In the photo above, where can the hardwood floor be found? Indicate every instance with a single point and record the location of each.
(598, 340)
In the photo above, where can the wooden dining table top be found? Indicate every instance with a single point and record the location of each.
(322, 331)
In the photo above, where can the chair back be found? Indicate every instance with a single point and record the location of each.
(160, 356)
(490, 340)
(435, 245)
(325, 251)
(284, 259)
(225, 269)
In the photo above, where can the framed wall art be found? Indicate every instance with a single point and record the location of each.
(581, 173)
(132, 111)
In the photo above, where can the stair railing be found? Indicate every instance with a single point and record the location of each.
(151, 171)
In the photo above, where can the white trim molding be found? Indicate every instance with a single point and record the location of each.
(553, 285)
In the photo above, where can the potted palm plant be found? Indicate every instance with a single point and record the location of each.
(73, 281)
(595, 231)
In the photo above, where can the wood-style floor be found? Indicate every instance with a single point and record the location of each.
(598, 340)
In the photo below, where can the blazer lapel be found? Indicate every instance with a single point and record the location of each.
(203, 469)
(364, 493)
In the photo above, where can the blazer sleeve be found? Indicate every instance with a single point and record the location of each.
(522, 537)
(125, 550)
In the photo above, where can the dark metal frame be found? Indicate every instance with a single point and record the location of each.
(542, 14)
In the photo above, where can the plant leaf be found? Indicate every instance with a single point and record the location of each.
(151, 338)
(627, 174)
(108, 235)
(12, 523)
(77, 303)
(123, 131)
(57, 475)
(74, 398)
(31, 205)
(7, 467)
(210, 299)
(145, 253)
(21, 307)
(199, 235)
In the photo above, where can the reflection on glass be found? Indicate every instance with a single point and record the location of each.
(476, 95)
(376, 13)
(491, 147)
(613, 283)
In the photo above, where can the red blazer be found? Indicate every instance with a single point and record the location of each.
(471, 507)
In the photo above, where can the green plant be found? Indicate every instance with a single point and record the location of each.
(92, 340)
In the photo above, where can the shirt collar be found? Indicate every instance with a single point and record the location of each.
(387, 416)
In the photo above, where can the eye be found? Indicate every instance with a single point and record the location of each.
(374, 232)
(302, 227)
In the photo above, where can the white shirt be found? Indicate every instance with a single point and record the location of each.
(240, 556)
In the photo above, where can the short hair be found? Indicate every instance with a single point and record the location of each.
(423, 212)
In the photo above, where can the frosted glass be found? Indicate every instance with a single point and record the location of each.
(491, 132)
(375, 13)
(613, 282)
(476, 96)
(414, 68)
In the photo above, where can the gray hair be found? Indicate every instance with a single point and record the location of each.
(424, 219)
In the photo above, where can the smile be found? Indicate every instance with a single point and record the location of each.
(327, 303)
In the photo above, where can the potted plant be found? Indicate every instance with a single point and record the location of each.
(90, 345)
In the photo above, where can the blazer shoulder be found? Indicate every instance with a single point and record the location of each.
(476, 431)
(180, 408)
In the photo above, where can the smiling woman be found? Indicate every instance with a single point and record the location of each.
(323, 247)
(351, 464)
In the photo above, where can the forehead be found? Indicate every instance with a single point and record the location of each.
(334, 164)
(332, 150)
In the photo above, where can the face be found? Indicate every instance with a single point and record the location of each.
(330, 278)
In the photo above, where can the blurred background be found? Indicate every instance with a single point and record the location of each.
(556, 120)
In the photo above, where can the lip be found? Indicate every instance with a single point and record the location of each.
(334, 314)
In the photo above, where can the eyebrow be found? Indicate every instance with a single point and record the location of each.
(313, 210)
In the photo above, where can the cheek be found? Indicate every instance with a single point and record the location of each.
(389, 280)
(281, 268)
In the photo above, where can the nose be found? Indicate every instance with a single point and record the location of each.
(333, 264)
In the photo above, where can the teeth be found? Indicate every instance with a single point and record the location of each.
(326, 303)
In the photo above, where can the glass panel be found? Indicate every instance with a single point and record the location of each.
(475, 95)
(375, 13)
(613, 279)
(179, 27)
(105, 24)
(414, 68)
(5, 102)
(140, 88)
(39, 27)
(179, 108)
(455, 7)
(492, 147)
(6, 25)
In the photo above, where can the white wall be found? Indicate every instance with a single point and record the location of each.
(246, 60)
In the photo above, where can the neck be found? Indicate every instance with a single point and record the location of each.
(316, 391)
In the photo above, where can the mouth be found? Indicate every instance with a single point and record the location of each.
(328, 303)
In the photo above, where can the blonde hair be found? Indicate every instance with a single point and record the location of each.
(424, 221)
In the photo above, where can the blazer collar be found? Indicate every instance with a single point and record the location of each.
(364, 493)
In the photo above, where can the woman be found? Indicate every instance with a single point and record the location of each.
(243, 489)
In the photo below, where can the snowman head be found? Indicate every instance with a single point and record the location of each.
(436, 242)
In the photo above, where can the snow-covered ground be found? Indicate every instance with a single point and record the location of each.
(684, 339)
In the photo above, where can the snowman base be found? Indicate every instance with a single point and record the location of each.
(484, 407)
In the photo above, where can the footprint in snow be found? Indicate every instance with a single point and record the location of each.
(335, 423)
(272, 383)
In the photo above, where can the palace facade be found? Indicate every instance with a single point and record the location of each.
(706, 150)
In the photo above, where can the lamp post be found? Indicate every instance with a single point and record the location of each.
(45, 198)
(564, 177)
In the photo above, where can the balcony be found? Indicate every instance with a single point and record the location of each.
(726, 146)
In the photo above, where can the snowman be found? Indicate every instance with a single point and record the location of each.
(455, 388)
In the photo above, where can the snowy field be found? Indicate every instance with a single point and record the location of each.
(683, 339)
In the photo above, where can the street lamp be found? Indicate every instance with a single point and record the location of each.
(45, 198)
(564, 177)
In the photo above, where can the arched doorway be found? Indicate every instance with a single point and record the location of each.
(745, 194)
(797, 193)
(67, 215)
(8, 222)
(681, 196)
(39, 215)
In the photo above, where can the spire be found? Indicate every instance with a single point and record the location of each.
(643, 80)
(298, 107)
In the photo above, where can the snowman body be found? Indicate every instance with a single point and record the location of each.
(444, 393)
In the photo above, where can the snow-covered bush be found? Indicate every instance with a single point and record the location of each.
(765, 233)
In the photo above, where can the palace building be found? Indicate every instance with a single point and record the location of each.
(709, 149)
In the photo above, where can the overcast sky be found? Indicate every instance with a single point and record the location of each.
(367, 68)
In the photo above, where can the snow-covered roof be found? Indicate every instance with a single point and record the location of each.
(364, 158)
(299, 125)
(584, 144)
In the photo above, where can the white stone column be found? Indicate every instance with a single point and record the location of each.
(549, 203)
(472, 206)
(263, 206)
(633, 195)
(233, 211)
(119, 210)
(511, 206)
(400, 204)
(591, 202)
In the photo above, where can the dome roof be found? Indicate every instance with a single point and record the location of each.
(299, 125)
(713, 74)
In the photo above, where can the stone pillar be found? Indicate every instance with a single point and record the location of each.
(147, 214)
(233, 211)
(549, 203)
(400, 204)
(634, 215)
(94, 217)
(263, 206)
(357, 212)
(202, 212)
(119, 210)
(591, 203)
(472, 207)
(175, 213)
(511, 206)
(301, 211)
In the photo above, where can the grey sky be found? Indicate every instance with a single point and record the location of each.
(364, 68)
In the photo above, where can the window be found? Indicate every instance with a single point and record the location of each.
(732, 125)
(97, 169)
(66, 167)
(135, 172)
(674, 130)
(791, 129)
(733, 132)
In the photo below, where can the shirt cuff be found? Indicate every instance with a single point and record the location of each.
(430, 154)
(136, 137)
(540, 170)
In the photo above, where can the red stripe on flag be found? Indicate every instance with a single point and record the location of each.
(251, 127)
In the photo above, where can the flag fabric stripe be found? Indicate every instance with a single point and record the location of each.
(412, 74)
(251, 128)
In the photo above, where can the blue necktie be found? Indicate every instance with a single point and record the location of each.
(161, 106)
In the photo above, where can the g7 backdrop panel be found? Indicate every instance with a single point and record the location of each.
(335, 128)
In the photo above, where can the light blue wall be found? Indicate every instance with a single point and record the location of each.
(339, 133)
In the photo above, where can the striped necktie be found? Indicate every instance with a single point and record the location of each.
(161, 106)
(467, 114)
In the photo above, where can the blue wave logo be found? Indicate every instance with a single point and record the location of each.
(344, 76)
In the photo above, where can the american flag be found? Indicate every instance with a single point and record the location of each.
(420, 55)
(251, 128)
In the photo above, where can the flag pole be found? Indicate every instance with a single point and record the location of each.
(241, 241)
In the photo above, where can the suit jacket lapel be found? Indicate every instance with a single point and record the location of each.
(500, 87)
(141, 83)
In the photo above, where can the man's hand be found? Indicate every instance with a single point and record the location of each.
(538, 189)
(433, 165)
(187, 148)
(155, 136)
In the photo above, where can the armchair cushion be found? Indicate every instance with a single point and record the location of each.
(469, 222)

⁂

Reproduce word for word the stretch of the data from the line that contains "In the photo below, where can the shirt" through the end of the data.

* [EXERCISE RESULT]:
In the photo below, where can the shirt cuff be found? Indicate every instance with a single point and record the location of each.
(430, 154)
(136, 137)
(540, 170)
In the photo above, where can the red stripe on flag be found? Indicate every instance with a single point and record the location of each.
(251, 127)
In the photo above, where can the flag fabric stripe be found? Indicate every instance with a single point and record the location of each.
(412, 74)
(251, 128)
In the photo above, where can the blue necktie be found? Indicate every instance with a single point and record the location of each.
(161, 106)
In the photo above, where can the g7 backdrop panel be found? Indicate every instance with a single point and record the location of each.
(335, 128)
In the photo above, where can the light blue wall be found? Indicate every instance with a single point and record the location of each.
(339, 133)
In the photo above, where can the striped necktie be found? Indicate every instance with a single point and record the location of each.
(161, 106)
(467, 114)
In the photo above, where can the blue wave logo be found? Indicate every instance with a single point and record the location of each.
(344, 76)
In the photo above, where can the american flag be found? Indicate every instance with a single point and record the location of each.
(420, 55)
(251, 128)
In the photo above, where can the flag pole be found? Indicate every instance with a single point and record the location of each.
(241, 241)
In the photo above, where can the suit jacket lapel be found? Indicate every instance with a single point and record the location of each.
(500, 87)
(141, 83)
In the photo above, where can the man's hand be found? Indicate every instance with a single point and record the location of each.
(538, 189)
(433, 165)
(187, 148)
(155, 136)
In the photo above, where can the armchair cushion be found? Indicate every instance with a single point and record the location of each.
(469, 222)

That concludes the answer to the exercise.